■ Required task 1
In the Miami protest account, what was the name of the unions' own police force?
■ Required task 2
Duplicate the Miami protest account from "We left with" up to and including "into the convention.".
■ Required task 3
Say whether each statement agrees with the Miami protest account, giving yes or no and quoting the words that decide it: (a) The group reached Miami at 7am on Thursday. (b) The union march drew more than 20,000 participants. (c) The city kept public transportation running during the protests.

━━━━━ Provided text

We left with hopes a little higher than they should have been on Wednesday night; the WTO talks in Cancun had just collapsed a few months earlier with many nations of the global south, led by Brazil, walking out on the latest round of trade liberalization negotiations. Bush himself declared that he would seek trade liberalization through regional and bilateral agreements now that the third world was banding together at the WTO. Given that some of the same progressive governments that prevents WTO expansion in Cancun (Brazil, Venezuela, etc.) would be at the FTAA talks in Miami, I felt like maybe it would be easier to get the message in the streets into the convention.
We were repeatedly warned that Miami would probably respond with uncharacteristic repression. The US has been reluctant to hold these such talks here since Seattle at the end of 1999, instead having WTO meeting Quatar (demonstrating is illegal) and the G7 in the mountains of Canada (impossible to get to). But it turns out every country south of the United States knew they couldn’t have the FTAA talks in their countries because of the demonstrations they would bring. So they put it in the most reactionary city in the United States, and probably the most difficult one for protesters to travel to, geographically. Miami had been given million for the police force as a portion of the billion Iraqi spending bill (fukk Iraq, I guess). They staged a mock riot days before to prepare. Someone leaked a powerpoint presentation to the press that the cops were being shown, in which the police were told that Miami was vying for the permanent Secretariat of the FTAA to be placed in Miami, and that the financial well being of the city rested on them keeping the protests quiet and unsuccessful. We were cautioned to be sure we didn’t get arrested because one of the seven of us was not a citizen and another was on felony probation.
We got to Miami at 7am on Thursday morning and went straight to the streets of downtown. Thursday morning was designated as “Direct Action Against the FTAA” and demonstrators were blocking intersections and huge parts of downtown were sealed off by riot police. (No businesses were open downtown, the city ceased all the public transportation.) We saw police ripping puppets from people and beating people over the head with batons. It was pretty nasty.
The rest of the morning was spent waiting for the major union rally to start. The cops had armored personal carriers (seriously) and one had a big dish on it, which people guessed was one of the new fangled non-lethal weapons that makes emits waves that make large crowds vomit or shit themselves or what not. The unions had their own police force called “Peacekeepers” who, in attitude, were almost as bad as the cops themselves. Patronizing, controlling, stern. The union march had between 10,000 and 15,000 participants, from what I read in major media, and was completely peaceful.
After we reconvened in the park where we had left from people sat and rested and got some sun. After about forty-five minutes a protester ran through screaming, “We’re going to the fence, to the fence!” (a huge fence, many blocks by many blocks, was set up around the hotel where the meeting took place) We stood there for a while, chanting, face to face with all the Robocops.

━━━━━━━━━━
━━━━━ Extracted entries

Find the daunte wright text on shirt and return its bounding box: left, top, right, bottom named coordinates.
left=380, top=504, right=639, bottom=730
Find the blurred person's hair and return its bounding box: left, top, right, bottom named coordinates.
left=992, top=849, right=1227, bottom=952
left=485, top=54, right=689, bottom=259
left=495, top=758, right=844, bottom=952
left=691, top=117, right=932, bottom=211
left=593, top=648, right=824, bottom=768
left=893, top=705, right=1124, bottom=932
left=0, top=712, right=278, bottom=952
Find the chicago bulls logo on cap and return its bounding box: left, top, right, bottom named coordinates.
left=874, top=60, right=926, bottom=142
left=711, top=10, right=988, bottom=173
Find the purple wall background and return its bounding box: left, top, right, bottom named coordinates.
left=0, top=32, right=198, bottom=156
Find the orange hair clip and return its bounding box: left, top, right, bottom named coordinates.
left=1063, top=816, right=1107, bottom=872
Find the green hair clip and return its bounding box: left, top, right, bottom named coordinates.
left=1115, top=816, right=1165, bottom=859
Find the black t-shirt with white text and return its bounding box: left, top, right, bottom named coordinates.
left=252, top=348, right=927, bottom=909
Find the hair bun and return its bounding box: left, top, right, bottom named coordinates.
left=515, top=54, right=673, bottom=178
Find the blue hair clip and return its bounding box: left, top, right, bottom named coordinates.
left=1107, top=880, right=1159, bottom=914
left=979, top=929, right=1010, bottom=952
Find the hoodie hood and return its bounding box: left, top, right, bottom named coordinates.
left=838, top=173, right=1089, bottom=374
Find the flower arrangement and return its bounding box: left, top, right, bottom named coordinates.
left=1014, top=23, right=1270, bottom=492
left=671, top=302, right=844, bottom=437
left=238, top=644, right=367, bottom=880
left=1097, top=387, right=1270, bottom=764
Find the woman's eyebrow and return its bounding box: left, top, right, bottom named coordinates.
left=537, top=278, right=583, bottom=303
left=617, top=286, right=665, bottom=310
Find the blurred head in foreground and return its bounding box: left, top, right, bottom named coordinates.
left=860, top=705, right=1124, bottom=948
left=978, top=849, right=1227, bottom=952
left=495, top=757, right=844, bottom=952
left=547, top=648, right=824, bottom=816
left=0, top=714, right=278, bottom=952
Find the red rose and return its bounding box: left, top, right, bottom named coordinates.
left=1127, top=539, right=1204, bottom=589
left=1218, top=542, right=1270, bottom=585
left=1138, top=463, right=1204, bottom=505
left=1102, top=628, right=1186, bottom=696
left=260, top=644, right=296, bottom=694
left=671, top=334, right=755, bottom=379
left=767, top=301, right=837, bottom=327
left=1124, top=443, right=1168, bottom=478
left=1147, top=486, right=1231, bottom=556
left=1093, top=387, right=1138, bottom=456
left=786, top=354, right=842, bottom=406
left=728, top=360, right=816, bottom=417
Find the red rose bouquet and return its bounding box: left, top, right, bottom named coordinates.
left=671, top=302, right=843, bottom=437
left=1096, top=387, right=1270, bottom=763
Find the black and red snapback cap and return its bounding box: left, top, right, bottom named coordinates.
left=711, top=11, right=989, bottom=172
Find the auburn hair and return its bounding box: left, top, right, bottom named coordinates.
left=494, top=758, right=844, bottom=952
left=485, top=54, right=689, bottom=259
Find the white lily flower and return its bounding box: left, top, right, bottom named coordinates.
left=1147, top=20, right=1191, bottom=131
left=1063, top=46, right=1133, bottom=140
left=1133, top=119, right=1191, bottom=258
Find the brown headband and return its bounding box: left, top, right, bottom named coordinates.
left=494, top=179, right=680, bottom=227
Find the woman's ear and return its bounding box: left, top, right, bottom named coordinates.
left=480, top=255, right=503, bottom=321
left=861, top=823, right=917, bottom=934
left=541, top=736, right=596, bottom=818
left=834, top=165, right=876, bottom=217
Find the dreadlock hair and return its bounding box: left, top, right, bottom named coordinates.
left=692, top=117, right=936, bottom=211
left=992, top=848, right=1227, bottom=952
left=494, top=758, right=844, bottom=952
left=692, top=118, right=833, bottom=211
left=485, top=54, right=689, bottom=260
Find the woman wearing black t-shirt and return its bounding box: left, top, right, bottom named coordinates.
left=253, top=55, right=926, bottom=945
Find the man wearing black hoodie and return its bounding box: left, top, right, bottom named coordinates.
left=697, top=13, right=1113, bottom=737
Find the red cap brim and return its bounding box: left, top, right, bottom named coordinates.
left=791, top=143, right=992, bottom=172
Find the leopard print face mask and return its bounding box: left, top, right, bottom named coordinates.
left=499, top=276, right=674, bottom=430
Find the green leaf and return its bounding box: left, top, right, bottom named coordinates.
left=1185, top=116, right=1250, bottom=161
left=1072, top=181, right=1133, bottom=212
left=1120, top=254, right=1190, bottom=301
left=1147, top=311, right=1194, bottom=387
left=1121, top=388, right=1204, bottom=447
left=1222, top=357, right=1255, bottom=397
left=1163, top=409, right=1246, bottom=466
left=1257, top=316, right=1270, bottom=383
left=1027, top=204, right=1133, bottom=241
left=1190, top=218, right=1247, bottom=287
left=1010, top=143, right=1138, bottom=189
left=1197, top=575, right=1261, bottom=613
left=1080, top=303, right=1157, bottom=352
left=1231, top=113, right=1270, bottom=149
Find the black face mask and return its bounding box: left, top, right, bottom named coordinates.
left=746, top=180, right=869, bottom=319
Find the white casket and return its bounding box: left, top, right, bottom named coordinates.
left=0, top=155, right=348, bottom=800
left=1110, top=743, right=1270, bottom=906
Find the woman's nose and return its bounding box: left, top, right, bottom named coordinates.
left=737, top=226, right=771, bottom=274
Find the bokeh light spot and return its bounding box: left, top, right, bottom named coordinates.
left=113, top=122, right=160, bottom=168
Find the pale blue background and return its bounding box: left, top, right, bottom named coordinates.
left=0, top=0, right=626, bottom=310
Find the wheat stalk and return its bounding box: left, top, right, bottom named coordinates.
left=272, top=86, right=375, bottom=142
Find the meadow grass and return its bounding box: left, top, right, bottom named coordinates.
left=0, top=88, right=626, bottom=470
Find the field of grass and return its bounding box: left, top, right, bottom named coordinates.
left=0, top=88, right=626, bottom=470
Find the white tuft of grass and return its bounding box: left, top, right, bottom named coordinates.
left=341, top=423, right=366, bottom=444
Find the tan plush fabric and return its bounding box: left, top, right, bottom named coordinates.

━━━━━━━━━━

■ Response 1
"Peacekeepers"

■ Response 2
We left with hopes a little higher than they should have been on Wednesday night; the WTO talks in Cancun had just collapsed a few months earlier with many nations of the global south, led by Brazil, walking out on the latest round of trade liberalization negotiations. Bush himself declared that he would seek trade liberalization through regional and bilateral agreements now that the third world was banding together at the WTO. Given that some of the same progressive governments that prevents WTO expansion in Cancun (Brazil, Venezuela, etc.) would be at the FTAA talks in Miami, I felt like maybe it would be easier to get the message in the streets into the convention.

■ Response 3
(a) Yes: "We got to Miami at 7am on Thursday morning"
(b) No: "The union march had between 10,000 and 15,000 participants"
(c) No: "the city ceased all the public transportation"